>>>>

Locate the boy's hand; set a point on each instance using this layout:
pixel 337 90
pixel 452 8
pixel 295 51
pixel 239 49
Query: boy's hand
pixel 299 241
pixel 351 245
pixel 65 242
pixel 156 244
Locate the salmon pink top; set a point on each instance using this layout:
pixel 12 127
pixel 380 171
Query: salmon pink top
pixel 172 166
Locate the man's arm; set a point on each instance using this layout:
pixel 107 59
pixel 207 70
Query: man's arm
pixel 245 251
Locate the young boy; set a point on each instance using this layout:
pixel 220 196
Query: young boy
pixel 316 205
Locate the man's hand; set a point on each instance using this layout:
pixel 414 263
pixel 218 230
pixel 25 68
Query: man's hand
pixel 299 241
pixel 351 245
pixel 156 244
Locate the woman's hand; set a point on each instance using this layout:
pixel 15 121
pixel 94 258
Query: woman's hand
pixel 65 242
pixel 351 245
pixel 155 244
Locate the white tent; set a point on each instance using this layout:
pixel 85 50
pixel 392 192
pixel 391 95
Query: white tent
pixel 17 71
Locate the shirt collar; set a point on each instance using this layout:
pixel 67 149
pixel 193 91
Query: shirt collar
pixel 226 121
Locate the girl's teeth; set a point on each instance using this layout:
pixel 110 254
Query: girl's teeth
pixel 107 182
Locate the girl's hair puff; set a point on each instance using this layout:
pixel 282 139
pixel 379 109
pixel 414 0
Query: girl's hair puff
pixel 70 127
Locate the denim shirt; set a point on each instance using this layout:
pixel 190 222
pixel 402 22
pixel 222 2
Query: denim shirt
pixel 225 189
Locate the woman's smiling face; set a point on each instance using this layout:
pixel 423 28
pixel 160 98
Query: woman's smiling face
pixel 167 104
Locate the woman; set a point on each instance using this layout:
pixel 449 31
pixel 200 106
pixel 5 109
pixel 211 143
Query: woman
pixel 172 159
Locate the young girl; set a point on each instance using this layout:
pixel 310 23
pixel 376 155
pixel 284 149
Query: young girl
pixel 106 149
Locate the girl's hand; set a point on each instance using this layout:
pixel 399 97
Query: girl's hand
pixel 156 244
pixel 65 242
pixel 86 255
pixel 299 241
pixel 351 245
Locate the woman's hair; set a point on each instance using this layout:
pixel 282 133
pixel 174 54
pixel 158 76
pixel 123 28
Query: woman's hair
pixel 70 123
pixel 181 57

<<<<

◆ Task goal:
Update every row above by changing "set a point" to "place a marker" wherever it occurs, leaving everything else as it stands.

◆ Exercise result:
Locate the boy's hand; place a marker on each instance using this layout:
pixel 337 90
pixel 452 8
pixel 295 51
pixel 239 49
Query: boy's hand
pixel 299 241
pixel 351 245
pixel 65 242
pixel 156 244
Locate the salmon pink top; place a marker on each instance using this layout:
pixel 12 127
pixel 380 171
Query: salmon pink top
pixel 172 166
Locate the man's arm; place a marker on each instance using this layout:
pixel 107 59
pixel 207 70
Query: man's arm
pixel 245 251
Locate the young boy; place a marker on each instance using this layout:
pixel 220 196
Query: young boy
pixel 316 205
Locate the man's hand; place a marker on each instance using this layout:
pixel 414 263
pixel 218 230
pixel 25 68
Query: man's hand
pixel 299 241
pixel 351 245
pixel 156 244
Locate the woman's hand; place a marker on each instance using this layout:
pixel 15 121
pixel 94 258
Query: woman's hand
pixel 65 242
pixel 351 245
pixel 155 244
Locate the white tent; place a marker on each instance using this layout:
pixel 85 50
pixel 392 192
pixel 391 95
Query: white tent
pixel 17 71
Locate the shirt collar; place a marker on each instance using this layout:
pixel 67 149
pixel 193 91
Query: shirt collar
pixel 226 121
Locate the girl's teeth; place a marker on each instance using this layout:
pixel 110 254
Query: girl's teeth
pixel 107 182
Locate the girl's hair puff; place a marker on each instance using this layout:
pixel 282 139
pixel 379 109
pixel 414 0
Query: girl's hair puff
pixel 70 127
Locate the denim shirt; place a marker on each instance using this layout:
pixel 190 222
pixel 402 22
pixel 222 2
Query: denim shirt
pixel 225 189
Locate the woman's smiling face; place a marker on each instance using this layout:
pixel 423 28
pixel 160 98
Query: woman's smiling face
pixel 167 104
Locate the woman; place a marker on each instance using this layout:
pixel 449 31
pixel 200 106
pixel 5 109
pixel 211 143
Query: woman
pixel 172 159
Locate the young girl; place a marker on each instance using this layout:
pixel 310 23
pixel 376 155
pixel 284 149
Query: young girl
pixel 106 149
Locate the girl's hand; place a marker on each instance using this layout:
pixel 399 97
Query: girl's hand
pixel 156 244
pixel 65 242
pixel 86 255
pixel 299 241
pixel 351 245
Locate the woman's hair; place a marker on each instance using this layout:
pixel 282 133
pixel 174 54
pixel 158 76
pixel 123 28
Query: woman's hair
pixel 70 123
pixel 181 57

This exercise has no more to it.